** Begin Extract provided **

Several of the companies have made only partial reports, as will be seen by an examination of the compiled tables. In some instances the figures reported show great variance, so much so as to raise a doubt as to their accuracy. By way of illustration, attention is directed to table nine, in which the average cost of carrying each passenger one mile shows that it costs the Sioux City & Northern 6.54 cents and the Omaha & St. Louis 1.75 cents, the Chicago, Burlington & Kansas City 3.33 cents, the Chicago, Burlington & Quincy 3.12 cents, the Chicago & Northwestern 2.27 cents, the Union Pacific 1.89 cents, the Sioux City & Pacfic 1.81 cents.

The average amount received per ton per mile for freight shows variances even more startling. The Chicago, Iowa & Dakota received 10.44 cents, the Des Moines & Northern 7 cents, the Chicago, Burlington & Quincy 98 hundredths of a cent, the Chicago, Burlington & Kansas City 1.23 cents, the Kansas City, St. Joseph & Council Bluffs 1.26 cents, the Chicago, St. Paul & Kansas City 72 hundredths of a cent, and the Iowa Northern 4.28 cents. Other variances equally glaring are distributed through the entire statistical part of the reports.

A system of reporting by which the Iowa business was given would be of greater value than the present total line plan, with Iowa business given largely by estimates based on the proportionate milage, and in some instances not given at all.

CASES PENDING IN THE STATE COURTS.

In the following cases the companies have failed to comply with the rulings of the Commissioners or with the requirements of law, and suits have been instituted by the attorney-general, as will appear from his report following:

STATE OF IOWA, OFFICE OF ATTORNEY GENERAL, DES MOINES.

W. W. AINSWORTH, Secretary of the Railroad Commissioners, Des Moines, Iowa: DEAR SIR: It will be impossible at present to make a complete report upon all of the cases that have been sent to me by the Commissioners. Many of the cases are in an unfinished state, and some of them in such a situation that it is difficult to define with precision just how they stand, but I can doubtless give you such information as will answer your purposes.

First-The Bismark Station Case: Suit was brought on this decision of the Commissioners at Council Bluffs, but owing to the difficulty of obtaining certain important testimony in it, I caused it to be sent to Clayton county for hearing. That is the county in which it originated, and where the parties in interest reside. I requested Mr. A. Chapin, who represented the parties in interest before the Board, to conduct the cause in court in event it should turn out that I was unable to be present. I have had no report from him recently and am therefore unable to state with precision just what has been done in the case; but being under the direction on the ground, of a capable attorney, who is the choice of the parties interested, I have felt that it was in good hands, and would be pushed with all possible vigor.

Second-The Bayard Overhead Croesing Case: Suit was brought in this case at Council Bluffs. The hearing was had before Judge Deemer, at which Commissioner Smith was present. After taking the case under advisement for some time, Judge Deemer decided in favor of the State. The company has appealed the cause to the supreme court, where it is now pending.

** End Extract provided **
** Begin Data listing **

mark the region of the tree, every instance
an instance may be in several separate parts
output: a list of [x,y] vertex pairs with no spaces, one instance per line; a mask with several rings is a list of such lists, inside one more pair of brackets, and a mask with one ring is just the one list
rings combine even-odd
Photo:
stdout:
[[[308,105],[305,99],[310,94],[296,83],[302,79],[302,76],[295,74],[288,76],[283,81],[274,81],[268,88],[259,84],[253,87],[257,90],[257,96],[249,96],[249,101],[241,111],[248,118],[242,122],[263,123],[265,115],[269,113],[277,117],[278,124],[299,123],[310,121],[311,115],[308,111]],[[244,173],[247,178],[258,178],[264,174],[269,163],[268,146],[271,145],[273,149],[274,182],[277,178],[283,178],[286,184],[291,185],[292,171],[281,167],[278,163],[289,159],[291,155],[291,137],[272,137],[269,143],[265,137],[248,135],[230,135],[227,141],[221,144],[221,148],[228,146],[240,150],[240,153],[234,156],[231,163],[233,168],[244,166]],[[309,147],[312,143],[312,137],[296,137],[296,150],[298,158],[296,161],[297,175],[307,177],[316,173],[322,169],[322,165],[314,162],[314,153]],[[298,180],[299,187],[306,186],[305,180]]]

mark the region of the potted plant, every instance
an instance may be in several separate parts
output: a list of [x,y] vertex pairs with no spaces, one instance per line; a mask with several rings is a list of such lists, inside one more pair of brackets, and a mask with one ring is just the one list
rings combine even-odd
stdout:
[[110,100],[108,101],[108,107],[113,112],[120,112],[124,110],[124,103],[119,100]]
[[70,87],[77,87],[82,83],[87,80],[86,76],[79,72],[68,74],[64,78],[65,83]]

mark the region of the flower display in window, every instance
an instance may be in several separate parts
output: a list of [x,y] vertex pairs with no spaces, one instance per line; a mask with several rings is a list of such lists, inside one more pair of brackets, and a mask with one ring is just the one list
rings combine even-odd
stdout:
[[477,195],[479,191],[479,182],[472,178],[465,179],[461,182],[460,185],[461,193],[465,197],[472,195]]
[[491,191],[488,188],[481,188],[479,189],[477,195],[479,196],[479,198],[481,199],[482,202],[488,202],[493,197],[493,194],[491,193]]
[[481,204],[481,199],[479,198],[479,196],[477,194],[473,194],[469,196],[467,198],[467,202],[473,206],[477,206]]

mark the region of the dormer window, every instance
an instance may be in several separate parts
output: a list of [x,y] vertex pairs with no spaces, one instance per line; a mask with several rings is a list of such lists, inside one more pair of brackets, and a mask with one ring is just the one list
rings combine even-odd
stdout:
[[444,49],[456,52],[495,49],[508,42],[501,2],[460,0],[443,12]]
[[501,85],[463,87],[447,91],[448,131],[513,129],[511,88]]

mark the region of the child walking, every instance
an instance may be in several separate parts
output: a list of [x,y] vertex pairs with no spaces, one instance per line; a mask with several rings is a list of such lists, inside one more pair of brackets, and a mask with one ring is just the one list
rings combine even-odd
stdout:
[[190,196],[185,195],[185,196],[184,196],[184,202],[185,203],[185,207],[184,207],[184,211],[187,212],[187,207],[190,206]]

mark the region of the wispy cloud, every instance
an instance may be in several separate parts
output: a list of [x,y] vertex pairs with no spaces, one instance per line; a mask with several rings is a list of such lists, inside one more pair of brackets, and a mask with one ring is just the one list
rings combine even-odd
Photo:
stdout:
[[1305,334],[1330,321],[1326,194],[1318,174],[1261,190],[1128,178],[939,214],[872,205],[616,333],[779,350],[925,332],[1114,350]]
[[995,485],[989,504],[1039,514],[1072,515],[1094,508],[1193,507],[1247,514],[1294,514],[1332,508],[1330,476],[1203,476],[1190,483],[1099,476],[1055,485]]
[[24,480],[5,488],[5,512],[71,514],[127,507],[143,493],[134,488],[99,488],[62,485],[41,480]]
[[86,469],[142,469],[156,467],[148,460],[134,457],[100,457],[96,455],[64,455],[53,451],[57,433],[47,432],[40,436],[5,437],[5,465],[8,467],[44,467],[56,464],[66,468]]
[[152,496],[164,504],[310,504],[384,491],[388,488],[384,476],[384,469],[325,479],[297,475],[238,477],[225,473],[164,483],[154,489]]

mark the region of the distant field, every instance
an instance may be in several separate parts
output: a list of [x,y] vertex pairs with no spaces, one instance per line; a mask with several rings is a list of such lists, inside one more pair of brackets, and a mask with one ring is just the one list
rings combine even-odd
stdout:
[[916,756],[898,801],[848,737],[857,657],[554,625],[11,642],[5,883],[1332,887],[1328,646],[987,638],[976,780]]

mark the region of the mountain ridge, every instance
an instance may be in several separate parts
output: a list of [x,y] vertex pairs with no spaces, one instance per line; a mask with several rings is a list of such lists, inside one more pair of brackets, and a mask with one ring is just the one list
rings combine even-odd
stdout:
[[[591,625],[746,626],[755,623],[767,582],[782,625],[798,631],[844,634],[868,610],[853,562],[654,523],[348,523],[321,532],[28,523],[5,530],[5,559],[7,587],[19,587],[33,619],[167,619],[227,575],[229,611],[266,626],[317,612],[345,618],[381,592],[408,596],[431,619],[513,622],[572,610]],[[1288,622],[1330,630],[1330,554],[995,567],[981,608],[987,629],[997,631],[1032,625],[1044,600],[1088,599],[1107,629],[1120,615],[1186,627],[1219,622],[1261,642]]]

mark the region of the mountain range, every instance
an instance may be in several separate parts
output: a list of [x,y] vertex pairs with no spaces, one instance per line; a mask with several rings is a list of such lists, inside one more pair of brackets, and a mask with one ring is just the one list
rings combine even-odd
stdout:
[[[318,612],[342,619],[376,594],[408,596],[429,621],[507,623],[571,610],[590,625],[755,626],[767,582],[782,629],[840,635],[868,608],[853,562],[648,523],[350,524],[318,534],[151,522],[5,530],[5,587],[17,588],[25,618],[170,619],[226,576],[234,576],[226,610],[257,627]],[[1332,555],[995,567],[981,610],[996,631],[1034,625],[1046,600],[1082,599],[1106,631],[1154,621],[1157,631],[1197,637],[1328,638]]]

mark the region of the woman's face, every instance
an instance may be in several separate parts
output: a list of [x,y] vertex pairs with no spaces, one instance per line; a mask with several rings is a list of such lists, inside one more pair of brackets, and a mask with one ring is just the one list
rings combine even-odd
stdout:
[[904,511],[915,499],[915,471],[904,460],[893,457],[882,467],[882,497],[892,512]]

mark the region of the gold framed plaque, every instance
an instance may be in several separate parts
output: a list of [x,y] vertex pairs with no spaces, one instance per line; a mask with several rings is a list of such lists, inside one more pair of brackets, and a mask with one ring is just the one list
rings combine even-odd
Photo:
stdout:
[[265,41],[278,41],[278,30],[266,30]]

** End Data listing **

What this exercise asks:
A) Arrange the lines of the listing as a numbered list, beginning at the line that contains "mark the region of the gold" and stopping after the final line of the listing, with blank lines left out.
B) Pick up the railroad commissioners' report on Iowa railroads and their court cases from where it stops and continue it.
The listing has no connection to the text about the Iowa railroad reports and court cases.

Answers to the problems:
A)
1. mark the region of the gold framed plaque, every instance
2. an instance may be in several separate parts
3. output: a list of [x,y] vertex pairs with no spaces, one instance per line; a mask with several rings is a list of such lists, inside one more pair of brackets, and a mask with one ring is just the one list
4. rings combine even-odd
5. Photo:
6. stdout:
7. [[265,41],[278,41],[278,30],[266,30]]

B)
Third-The Sutherland Crossing Case: Suit was brought on this decision at Council Bluffs, and afterwards the attorney for company served a notice upon me that the company would perform the work as ordered by the Commissioners. This, however, it did not do and has not yet done. I should have pressed it to a hearing had not the Algona case arisen in the meantime, in which the same questions of law were involved. I have thought it would be more economical to await a decision in the Algona case, which would undoubtdly determine the questions at issue in the Sutherland case. Hence the case stands for hearing in the district court of Pottawattamie county at Council Bluffs.

Fourth-The Marshalltown Crossing Case: Suit was brought in this matter at Council Bluffs, at the same time I instituted suit in the matter of the Sutherland crossing. A like notice was served by the company that the Marshalltown crossing would be constructed as it promised to construct in the Sutherland case. In the Marshalltown case,

however, the company performed the promise contained in the notice; made the crossing as it agreed, and as I was subsequently informed, to the satisfaction of the Marshall county authorities.

Fifth-The Clarion Case: This was Mr. Cutler's complaint. The cause was at his request placed in the hands of R. H. Whipple and Nagle & Birdsell. Suit was brought in the district court of Wright county, and the defendant demurred to the petition. The court overruled the demurrer, and the defendant electing to stand on its demurrer suffered judgment to be rendered against it. The defendant has appealed the cause to the Supreme Court of this State where it now stands for hearing.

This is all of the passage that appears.